Work order ▸ Beneath this task is a listing. State how many of its lines include the string "truck", giving nothing but the number.

Materials provided ▸
• • • •
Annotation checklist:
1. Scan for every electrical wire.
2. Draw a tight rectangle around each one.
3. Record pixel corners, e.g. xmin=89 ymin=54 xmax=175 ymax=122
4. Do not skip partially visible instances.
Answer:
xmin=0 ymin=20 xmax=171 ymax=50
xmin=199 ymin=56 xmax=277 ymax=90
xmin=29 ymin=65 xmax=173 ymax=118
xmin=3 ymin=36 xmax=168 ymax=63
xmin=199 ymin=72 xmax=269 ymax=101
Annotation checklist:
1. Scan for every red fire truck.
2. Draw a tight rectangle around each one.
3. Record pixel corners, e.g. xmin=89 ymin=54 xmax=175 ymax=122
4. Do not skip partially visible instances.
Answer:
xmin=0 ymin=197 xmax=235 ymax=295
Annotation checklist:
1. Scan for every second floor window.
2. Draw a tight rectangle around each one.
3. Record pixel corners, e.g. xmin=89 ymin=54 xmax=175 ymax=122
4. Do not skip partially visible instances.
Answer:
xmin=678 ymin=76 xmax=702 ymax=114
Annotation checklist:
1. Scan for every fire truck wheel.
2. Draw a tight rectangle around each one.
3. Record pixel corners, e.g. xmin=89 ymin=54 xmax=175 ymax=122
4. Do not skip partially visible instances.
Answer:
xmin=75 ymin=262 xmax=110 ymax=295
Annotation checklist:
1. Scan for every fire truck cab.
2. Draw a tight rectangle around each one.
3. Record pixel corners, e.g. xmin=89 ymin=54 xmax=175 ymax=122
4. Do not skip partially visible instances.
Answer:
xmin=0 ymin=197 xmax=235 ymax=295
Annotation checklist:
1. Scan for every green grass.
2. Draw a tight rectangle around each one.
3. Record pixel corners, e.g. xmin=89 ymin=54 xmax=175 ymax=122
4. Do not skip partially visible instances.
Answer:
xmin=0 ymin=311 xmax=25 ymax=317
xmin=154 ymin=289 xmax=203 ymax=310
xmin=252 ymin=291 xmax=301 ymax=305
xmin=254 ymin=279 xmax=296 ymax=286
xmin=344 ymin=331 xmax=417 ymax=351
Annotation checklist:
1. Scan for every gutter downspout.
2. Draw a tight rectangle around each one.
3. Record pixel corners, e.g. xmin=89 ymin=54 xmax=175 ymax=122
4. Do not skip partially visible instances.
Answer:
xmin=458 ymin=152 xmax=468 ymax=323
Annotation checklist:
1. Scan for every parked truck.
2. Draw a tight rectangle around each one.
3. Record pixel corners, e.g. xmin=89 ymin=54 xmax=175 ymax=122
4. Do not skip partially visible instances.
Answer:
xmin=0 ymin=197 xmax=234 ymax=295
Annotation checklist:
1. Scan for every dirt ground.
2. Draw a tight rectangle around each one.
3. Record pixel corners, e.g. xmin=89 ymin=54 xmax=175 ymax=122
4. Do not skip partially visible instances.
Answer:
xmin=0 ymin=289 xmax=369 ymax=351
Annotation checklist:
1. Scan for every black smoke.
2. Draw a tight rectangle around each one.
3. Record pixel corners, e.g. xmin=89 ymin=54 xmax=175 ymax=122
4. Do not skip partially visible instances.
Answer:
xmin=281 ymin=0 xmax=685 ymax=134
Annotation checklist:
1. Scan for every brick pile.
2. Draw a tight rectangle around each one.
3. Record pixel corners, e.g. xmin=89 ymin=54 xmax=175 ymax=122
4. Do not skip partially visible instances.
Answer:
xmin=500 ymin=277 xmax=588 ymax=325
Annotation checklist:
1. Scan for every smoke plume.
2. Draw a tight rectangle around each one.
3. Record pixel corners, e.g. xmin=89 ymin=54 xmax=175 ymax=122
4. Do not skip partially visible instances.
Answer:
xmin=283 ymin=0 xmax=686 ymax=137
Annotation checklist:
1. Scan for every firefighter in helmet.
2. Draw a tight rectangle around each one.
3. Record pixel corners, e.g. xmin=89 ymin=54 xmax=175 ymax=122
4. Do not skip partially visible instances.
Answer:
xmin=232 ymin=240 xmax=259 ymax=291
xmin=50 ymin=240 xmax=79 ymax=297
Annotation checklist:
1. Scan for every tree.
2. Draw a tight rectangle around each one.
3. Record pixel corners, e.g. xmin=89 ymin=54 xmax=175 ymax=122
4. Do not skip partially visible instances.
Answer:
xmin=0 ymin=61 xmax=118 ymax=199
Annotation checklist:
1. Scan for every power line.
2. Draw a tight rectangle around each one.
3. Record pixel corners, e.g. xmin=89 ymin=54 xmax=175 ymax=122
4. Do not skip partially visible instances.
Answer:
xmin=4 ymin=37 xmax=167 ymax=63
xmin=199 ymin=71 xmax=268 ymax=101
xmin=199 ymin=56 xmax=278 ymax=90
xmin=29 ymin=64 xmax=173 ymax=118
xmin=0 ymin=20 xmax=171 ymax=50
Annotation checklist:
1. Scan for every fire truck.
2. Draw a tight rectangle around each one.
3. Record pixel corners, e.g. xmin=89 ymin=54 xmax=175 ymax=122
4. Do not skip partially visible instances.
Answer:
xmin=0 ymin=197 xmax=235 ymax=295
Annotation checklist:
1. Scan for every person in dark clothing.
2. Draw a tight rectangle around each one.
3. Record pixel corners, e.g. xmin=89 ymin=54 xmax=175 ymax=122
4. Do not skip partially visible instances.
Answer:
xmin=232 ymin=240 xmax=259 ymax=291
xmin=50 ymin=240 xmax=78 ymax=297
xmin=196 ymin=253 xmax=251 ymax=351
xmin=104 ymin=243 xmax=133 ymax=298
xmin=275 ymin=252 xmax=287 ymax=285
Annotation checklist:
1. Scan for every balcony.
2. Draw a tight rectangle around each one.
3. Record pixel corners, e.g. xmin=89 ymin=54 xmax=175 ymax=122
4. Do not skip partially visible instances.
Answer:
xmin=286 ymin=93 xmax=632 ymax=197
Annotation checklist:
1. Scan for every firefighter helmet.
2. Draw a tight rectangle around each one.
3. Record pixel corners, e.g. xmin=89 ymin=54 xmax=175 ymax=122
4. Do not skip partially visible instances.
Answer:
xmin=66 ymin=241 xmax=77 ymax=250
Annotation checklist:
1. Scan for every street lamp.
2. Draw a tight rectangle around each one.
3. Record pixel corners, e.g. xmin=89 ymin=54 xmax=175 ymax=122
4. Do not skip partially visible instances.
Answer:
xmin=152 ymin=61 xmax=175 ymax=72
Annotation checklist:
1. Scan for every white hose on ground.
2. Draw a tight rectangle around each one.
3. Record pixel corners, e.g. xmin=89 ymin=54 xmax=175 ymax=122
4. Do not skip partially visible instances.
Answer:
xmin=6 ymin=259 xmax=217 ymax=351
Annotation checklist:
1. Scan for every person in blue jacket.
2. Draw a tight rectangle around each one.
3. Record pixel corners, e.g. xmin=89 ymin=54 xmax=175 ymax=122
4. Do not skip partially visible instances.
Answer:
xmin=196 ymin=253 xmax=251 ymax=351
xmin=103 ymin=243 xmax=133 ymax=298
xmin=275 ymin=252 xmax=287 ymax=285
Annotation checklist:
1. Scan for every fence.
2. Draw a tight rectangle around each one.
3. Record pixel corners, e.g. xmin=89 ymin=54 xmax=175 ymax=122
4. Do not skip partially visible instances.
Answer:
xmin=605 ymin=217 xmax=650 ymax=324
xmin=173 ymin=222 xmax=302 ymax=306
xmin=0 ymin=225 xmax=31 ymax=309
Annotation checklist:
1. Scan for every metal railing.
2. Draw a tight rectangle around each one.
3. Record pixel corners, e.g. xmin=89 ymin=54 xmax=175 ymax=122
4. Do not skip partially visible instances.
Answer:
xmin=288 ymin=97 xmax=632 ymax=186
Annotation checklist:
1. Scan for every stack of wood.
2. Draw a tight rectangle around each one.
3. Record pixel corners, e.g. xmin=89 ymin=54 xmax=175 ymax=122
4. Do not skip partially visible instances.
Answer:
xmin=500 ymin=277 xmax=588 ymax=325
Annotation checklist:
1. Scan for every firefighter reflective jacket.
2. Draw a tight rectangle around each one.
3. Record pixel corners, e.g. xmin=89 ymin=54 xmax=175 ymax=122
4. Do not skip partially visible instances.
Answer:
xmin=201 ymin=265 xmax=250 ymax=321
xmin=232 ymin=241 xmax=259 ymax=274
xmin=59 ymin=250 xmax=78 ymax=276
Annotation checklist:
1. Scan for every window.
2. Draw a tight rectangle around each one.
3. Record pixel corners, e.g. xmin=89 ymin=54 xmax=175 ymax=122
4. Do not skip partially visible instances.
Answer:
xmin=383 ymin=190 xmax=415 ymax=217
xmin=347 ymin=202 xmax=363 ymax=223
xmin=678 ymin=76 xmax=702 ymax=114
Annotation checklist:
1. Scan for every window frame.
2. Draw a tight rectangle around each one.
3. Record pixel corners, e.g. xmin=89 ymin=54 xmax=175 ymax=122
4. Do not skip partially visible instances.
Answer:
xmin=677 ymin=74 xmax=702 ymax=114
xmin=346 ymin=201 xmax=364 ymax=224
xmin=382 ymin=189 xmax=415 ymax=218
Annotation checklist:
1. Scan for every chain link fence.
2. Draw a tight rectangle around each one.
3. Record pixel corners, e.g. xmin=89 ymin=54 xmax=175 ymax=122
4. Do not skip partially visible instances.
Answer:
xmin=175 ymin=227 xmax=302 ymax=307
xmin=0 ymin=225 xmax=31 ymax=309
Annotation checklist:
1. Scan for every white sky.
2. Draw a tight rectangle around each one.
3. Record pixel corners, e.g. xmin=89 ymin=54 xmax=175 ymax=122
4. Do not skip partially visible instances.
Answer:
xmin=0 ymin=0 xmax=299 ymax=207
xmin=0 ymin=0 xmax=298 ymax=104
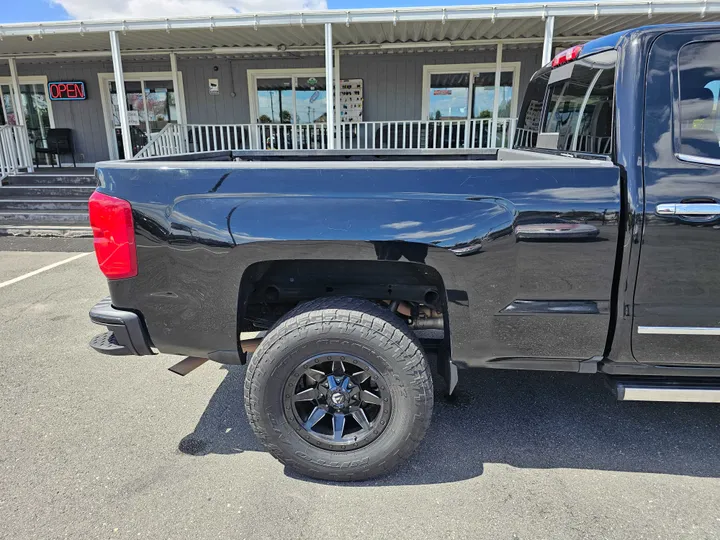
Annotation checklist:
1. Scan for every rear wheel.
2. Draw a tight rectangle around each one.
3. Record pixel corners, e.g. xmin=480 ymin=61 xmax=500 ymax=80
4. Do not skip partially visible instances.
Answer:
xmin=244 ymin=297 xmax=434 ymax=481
• • • •
Answer space ▸ 5